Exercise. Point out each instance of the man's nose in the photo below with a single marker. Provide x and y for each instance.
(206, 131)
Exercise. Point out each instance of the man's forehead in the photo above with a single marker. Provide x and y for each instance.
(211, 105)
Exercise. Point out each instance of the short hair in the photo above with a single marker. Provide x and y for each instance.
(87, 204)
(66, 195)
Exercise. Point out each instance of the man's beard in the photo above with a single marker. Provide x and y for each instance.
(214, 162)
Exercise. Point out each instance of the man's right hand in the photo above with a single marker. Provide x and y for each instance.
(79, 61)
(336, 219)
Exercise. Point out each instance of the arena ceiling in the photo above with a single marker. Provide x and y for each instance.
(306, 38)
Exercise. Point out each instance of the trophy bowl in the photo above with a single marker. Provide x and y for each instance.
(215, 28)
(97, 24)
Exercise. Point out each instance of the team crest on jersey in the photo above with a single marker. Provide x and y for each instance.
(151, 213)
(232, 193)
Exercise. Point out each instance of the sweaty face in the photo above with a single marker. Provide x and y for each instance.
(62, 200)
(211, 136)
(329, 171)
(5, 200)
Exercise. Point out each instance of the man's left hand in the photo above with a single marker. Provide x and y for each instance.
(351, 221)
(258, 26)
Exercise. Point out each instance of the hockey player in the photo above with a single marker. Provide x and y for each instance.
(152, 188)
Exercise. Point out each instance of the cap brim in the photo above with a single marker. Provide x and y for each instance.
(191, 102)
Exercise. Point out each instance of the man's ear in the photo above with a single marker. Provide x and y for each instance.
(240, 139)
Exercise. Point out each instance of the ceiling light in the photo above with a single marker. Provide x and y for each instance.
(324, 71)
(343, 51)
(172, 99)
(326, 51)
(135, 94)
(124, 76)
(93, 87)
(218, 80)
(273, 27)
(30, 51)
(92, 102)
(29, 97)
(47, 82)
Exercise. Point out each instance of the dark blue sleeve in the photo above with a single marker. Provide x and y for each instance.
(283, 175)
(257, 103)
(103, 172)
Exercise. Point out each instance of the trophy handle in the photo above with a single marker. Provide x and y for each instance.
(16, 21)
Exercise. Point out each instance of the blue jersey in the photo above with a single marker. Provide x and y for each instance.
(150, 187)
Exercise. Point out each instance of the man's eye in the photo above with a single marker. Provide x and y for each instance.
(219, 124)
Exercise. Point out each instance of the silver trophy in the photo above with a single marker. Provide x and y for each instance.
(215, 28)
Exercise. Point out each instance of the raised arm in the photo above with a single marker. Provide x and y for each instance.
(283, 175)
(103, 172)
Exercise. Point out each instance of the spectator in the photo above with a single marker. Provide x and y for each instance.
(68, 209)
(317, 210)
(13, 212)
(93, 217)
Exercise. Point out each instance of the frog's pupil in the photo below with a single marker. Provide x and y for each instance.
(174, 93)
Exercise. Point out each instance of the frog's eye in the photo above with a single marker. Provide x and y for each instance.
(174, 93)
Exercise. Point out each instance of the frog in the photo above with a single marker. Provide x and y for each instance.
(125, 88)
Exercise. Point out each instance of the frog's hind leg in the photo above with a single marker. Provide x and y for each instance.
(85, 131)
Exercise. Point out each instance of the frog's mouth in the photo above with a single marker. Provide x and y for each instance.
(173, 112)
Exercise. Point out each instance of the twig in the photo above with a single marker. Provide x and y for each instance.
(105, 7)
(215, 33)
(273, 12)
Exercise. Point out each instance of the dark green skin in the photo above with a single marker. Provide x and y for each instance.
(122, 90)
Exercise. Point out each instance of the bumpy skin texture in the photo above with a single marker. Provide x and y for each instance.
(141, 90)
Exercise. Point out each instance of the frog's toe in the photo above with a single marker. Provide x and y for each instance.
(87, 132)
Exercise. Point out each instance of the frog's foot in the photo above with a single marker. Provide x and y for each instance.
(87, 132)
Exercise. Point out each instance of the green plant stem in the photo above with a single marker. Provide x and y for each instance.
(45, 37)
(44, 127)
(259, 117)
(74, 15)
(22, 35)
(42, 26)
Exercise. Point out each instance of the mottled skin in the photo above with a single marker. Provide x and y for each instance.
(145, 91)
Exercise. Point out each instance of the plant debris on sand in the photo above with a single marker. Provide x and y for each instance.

## Your goal
Could you transcribe the records in full, exactly?

## Completed task
Exercise. Point out each instance of the man's nose in the photo below with a single marker. Provide x and y for each instance.
(206, 131)
Exercise. Point out each instance of the man's forehead in the photo above with a single marker. Provide x and y for each instance.
(211, 105)
Exercise. Point out each instance of the short hair in the photo above with a single marker. Provide x and y for each instance.
(87, 204)
(66, 195)
Exercise. Point out each instance of the man's beard in the photo above with a single marker. Provide x and y for each instance.
(214, 162)
Exercise. Point out each instance of the man's right hand in the photo above with a single marker. Provide x and y for each instance.
(79, 61)
(336, 219)
Exercise. Point out each instance of the arena ceiling in the photo above with a single marker. Provide x and y for each instance.
(306, 38)
Exercise. Point out each instance of the trophy bowl in the photo above with a single marker. Provide x and y for each instance.
(215, 28)
(97, 24)
Exercise. Point out each instance of the team crest on jersey in the photo above with a single marker. Provide x and y for each instance.
(151, 213)
(232, 193)
Exercise. Point out each instance of the sweaty face in the photo above with a single marker. Provide x and y for each instance.
(62, 200)
(211, 136)
(329, 171)
(5, 200)
Exercise. Point out each instance of the man's left hand in the photo above with a single marker. Provide x and y for each instance.
(351, 221)
(258, 26)
Exercise. Point out each instance of the hockey player in the photo above with a single marker. Provide x and y for each instance.
(152, 188)
Exercise. Point out each instance of the cap brim in the photo above with a single marker. Provide x and y for each instance.
(191, 102)
Exercise. Point out each instance of the man's ear in the photo above with a single marker. Provide x and y for each instance.
(240, 139)
Exercise. Point out each instance of the ceiling light in the photo above with a single marker. Provide x and y for each instance.
(324, 71)
(343, 51)
(172, 99)
(326, 51)
(135, 94)
(124, 76)
(93, 87)
(218, 80)
(273, 27)
(30, 51)
(92, 102)
(29, 97)
(47, 82)
Exercise. Point out each instance of the dark blue sleeve in the photo above with a single marker. Provide x and y for each instance.
(283, 175)
(257, 103)
(103, 172)
Exercise. Point out each instance of the trophy handle in the photo above with a single marker. Provide x and y for each instance.
(16, 21)
Exercise. Point out each instance of the blue jersey in the photo above with a single marker. Provide x and y for each instance.
(150, 187)
Exercise. Point out each instance of the man's eye in the photo above with a single marker. Provide x and y for each instance.
(219, 124)
Exercise. Point out each instance of the silver trophy in the photo above with a single marker. Provide x and y for each instance.
(215, 28)
Exercise. Point out each instance of the raised arm in the photo above with a single marker. Provide x and y for each instance.
(283, 175)
(103, 172)
Exercise. Point out each instance of the spectator in the photo above with a single marker. Provide x and y for each instance.
(68, 209)
(317, 210)
(13, 212)
(93, 217)
Exercise. Point out each instance of the frog's pupil in the photo below with a single marker. Provide x and y for each instance.
(174, 93)
Exercise. Point out each instance of the frog's eye in the photo above with a single marker. Provide x and y for each instance.
(174, 93)
Exercise. Point out each instance of the frog in the photo above with a single marker. Provide x and y for each instance.
(125, 88)
Exercise. Point out each instance of the frog's hind leg in the photo above with a single marker. Provide x and y for each instance.
(85, 131)
Exercise. Point out each instance of the frog's mouth in the photo above with a single marker. Provide x and y for each instance.
(173, 112)
Exercise. Point out each instance of the twig in the photo above with a single marker. Provide x and y for each instance.
(105, 7)
(215, 33)
(273, 12)
Exercise. Point out each instance of the dark green skin in the photo above with a single marker. Provide x and y for each instance.
(122, 90)
Exercise. Point out each instance of the bumpy skin texture in the photo above with a single marker. Provide x and y for each instance.
(141, 90)
Exercise. Point out each instance of the frog's toe in the photo above with a single marker. Provide x and y for each instance.
(87, 132)
Exercise. Point out each instance of the frog's foot in the photo above with a single marker. Provide x and y for each instance.
(87, 132)
Exercise. Point out each instance of the green plant stem in the photo above with a single marker. Provide x and y for each instance.
(45, 37)
(44, 127)
(259, 117)
(74, 15)
(22, 35)
(42, 26)
Exercise. Point out each instance of the mottled skin in the photo above with a single marker. Provide x and y for each instance.
(145, 91)
Exercise. Point out each instance of the plant debris on sand in the photo above with a single marker. Provide x and y for each instance.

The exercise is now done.